START Record extracts

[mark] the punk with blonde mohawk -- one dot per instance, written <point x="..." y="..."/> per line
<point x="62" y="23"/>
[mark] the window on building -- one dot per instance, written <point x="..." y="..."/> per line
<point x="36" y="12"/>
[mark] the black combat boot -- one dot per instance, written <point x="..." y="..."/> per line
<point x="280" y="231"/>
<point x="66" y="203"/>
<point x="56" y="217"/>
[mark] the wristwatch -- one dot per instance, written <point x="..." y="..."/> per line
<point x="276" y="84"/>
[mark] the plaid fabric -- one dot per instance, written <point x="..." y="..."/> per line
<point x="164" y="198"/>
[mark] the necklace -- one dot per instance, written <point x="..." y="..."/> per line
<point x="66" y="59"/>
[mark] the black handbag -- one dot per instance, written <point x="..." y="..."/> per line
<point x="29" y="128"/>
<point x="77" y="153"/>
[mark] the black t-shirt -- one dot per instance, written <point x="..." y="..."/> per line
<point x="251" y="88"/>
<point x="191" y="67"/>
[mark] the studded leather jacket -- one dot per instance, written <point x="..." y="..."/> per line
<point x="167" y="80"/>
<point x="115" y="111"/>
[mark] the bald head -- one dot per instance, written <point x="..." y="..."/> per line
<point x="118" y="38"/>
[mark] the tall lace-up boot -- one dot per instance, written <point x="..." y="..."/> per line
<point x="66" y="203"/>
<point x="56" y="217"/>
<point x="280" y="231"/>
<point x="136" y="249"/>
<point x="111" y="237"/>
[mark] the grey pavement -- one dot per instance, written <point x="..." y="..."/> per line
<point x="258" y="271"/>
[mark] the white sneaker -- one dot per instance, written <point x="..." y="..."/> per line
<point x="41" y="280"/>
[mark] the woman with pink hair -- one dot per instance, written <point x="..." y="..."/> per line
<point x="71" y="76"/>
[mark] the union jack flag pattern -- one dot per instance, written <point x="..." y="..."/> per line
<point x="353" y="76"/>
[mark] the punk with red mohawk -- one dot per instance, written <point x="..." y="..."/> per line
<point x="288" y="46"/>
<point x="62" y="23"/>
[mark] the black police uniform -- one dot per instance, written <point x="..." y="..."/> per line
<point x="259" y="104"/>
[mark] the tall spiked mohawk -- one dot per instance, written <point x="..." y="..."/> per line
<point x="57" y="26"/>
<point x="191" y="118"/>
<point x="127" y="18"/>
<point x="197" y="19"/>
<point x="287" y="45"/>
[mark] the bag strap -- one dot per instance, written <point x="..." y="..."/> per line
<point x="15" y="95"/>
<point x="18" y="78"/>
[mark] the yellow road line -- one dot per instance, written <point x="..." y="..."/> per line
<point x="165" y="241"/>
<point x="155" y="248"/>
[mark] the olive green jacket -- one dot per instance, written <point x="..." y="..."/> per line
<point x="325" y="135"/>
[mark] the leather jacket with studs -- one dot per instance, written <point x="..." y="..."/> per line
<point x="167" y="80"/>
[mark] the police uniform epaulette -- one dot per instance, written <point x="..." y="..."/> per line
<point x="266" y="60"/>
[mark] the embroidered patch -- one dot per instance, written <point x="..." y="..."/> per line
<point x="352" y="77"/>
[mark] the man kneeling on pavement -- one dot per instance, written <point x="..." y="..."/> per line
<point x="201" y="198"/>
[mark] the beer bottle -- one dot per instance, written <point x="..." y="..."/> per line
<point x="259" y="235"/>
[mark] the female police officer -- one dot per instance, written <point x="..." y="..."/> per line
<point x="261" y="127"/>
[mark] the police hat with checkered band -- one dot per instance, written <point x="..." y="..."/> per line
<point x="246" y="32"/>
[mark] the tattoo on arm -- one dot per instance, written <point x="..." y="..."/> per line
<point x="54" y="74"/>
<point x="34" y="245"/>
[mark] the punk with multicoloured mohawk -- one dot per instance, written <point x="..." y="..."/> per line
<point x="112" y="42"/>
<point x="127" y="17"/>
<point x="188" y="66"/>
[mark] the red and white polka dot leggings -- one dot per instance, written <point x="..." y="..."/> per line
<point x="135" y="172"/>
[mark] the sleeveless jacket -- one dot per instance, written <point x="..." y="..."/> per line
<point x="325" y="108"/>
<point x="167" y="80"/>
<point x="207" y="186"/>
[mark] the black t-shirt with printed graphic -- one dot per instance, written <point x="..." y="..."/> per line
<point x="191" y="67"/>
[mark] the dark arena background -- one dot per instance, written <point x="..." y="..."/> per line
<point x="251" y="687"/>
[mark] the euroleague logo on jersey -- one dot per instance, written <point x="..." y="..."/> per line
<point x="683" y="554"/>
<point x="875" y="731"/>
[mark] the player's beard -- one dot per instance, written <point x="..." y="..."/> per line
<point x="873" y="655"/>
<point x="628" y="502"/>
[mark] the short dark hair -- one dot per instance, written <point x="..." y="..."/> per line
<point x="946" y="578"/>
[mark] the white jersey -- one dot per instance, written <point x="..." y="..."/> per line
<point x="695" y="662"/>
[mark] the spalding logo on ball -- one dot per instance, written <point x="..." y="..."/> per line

END Record extracts

(The request) Recast every line of the records above as a Markdown table with the columns Row and Line. Number the rows in order and leave out any blank lines.

(Result)
| Row | Line |
|---|---|
| 1 | [mark] the punk with blonde mohawk -- one dot per instance, written <point x="..." y="..."/> per line |
| 2 | <point x="62" y="23"/> |
| 3 | [mark] the window on building -- one dot per instance, written <point x="..." y="..."/> per line |
| 4 | <point x="36" y="12"/> |
| 5 | [mark] the black combat boot -- one dot per instance, written <point x="..." y="..."/> per line |
| 6 | <point x="280" y="231"/> |
| 7 | <point x="66" y="203"/> |
| 8 | <point x="56" y="217"/> |
| 9 | [mark] the wristwatch -- one dot per instance, written <point x="..." y="..."/> per line |
| 10 | <point x="276" y="84"/> |
| 11 | [mark] the plaid fabric -- one dot per instance, written <point x="..." y="..."/> per line |
| 12 | <point x="164" y="198"/> |
| 13 | [mark] the necklace -- one dot per instance, written <point x="..." y="..."/> per line |
| 14 | <point x="66" y="59"/> |
| 15 | [mark] the black handbag -- one dot per instance, written <point x="..." y="..."/> per line |
| 16 | <point x="29" y="128"/> |
| 17 | <point x="77" y="153"/> |
| 18 | [mark] the black t-shirt -- one dot per instance, written <point x="..." y="..."/> per line |
| 19 | <point x="251" y="88"/> |
| 20 | <point x="191" y="67"/> |
| 21 | [mark] the studded leather jacket -- one dot per instance, written <point x="..." y="..."/> per line |
| 22 | <point x="167" y="80"/> |
| 23 | <point x="115" y="111"/> |
| 24 | [mark] the bald head -- one dot per instance, written <point x="..." y="..."/> per line |
| 25 | <point x="118" y="38"/> |
| 26 | [mark] the tall lace-up boot -- one dot per instance, written <point x="..." y="..."/> per line |
| 27 | <point x="66" y="203"/> |
| 28 | <point x="56" y="217"/> |
| 29 | <point x="280" y="231"/> |
| 30 | <point x="136" y="249"/> |
| 31 | <point x="111" y="237"/> |
| 32 | [mark] the grey pavement -- one dot per instance, written <point x="..." y="..."/> per line |
| 33 | <point x="258" y="271"/> |
| 34 | [mark] the white sneaker -- one dot per instance, written <point x="..." y="..."/> per line |
| 35 | <point x="41" y="280"/> |
| 36 | [mark] the woman with pink hair -- one dot per instance, written <point x="..." y="..."/> per line |
| 37 | <point x="71" y="76"/> |
| 38 | [mark] the union jack flag pattern -- one dot per instance, written <point x="..." y="..."/> per line |
| 39 | <point x="353" y="76"/> |
| 40 | [mark] the punk with red mohawk -- one dot per instance, written <point x="..." y="..."/> per line |
| 41 | <point x="288" y="46"/> |
| 42 | <point x="62" y="23"/> |
| 43 | [mark] the black police uniform -- one dot per instance, written <point x="..." y="..."/> per line |
| 44 | <point x="259" y="104"/> |
| 45 | [mark] the tall spiked mohawk -- one dot per instance, written <point x="..." y="..."/> per line |
| 46 | <point x="57" y="26"/> |
| 47 | <point x="191" y="118"/> |
| 48 | <point x="127" y="18"/> |
| 49 | <point x="197" y="19"/> |
| 50 | <point x="287" y="45"/> |
| 51 | [mark] the bag strap -- one dot per instance, written <point x="..." y="..."/> per line |
| 52 | <point x="15" y="95"/> |
| 53 | <point x="18" y="78"/> |
| 54 | [mark] the yellow road line -- one dot per instance, written <point x="..." y="..."/> per line |
| 55 | <point x="165" y="241"/> |
| 56 | <point x="155" y="248"/> |
| 57 | [mark] the olive green jacket -- one dot per instance, written <point x="..." y="..."/> per line |
| 58 | <point x="325" y="135"/> |
| 59 | [mark] the leather jacket with studs -- one dot per instance, written <point x="..." y="..."/> per line |
| 60 | <point x="167" y="80"/> |
| 61 | [mark] the police uniform epaulette -- one dot per instance, written <point x="..." y="..."/> per line |
| 62 | <point x="266" y="60"/> |
| 63 | [mark] the embroidered patch -- one dot per instance, written <point x="..." y="..."/> per line |
| 64 | <point x="352" y="77"/> |
| 65 | [mark] the man kneeling on pavement -- one dot per instance, written <point x="..." y="..."/> per line |
| 66 | <point x="201" y="198"/> |
| 67 | [mark] the beer bottle -- one dot per instance, written <point x="..." y="..."/> per line |
| 68 | <point x="259" y="235"/> |
| 69 | [mark] the female police officer -- one dot per instance, written <point x="..." y="..."/> per line |
| 70 | <point x="261" y="127"/> |
| 71 | [mark] the police hat with checkered band -- one dot per instance, written <point x="..." y="..."/> per line |
| 72 | <point x="246" y="32"/> |
| 73 | [mark] the tattoo on arm -- one dot per instance, written <point x="..." y="..."/> per line |
| 74 | <point x="54" y="74"/> |
| 75 | <point x="34" y="245"/> |
| 76 | [mark] the punk with multicoloured mohawk -- one dot per instance, written <point x="..." y="..."/> per line |
| 77 | <point x="112" y="42"/> |
| 78 | <point x="127" y="17"/> |
| 79 | <point x="188" y="66"/> |
| 80 | [mark] the red and white polka dot leggings -- one dot per instance, written <point x="..." y="..."/> per line |
| 81 | <point x="135" y="172"/> |
| 82 | [mark] the sleeveless jacket -- one dot per instance, written <point x="..." y="..."/> per line |
| 83 | <point x="325" y="108"/> |
| 84 | <point x="167" y="80"/> |
| 85 | <point x="207" y="186"/> |
| 86 | [mark] the black t-shirt with printed graphic -- one dot per instance, written <point x="..." y="..."/> per line |
| 87 | <point x="191" y="67"/> |
| 88 | [mark] the dark arena background -- one dot per instance, written <point x="..." y="..."/> per line |
| 89 | <point x="251" y="687"/> |
| 90 | [mark] the euroleague logo on jersey -- one dot per instance, written <point x="..." y="..."/> per line |
| 91 | <point x="683" y="554"/> |
| 92 | <point x="875" y="731"/> |
| 93 | [mark] the player's beard -- one dot per instance, written <point x="..." y="..."/> per line |
| 94 | <point x="873" y="655"/> |
| 95 | <point x="628" y="502"/> |
| 96 | [mark] the short dark hair -- one dot per instance, written <point x="..." y="..."/> per line |
| 97 | <point x="946" y="578"/> |
| 98 | [mark] the white jersey -- one dot per instance, written <point x="..." y="..."/> per line |
| 99 | <point x="695" y="662"/> |
| 100 | [mark] the spalding logo on ball -- one dot per instance, written <point x="..." y="..."/> per line |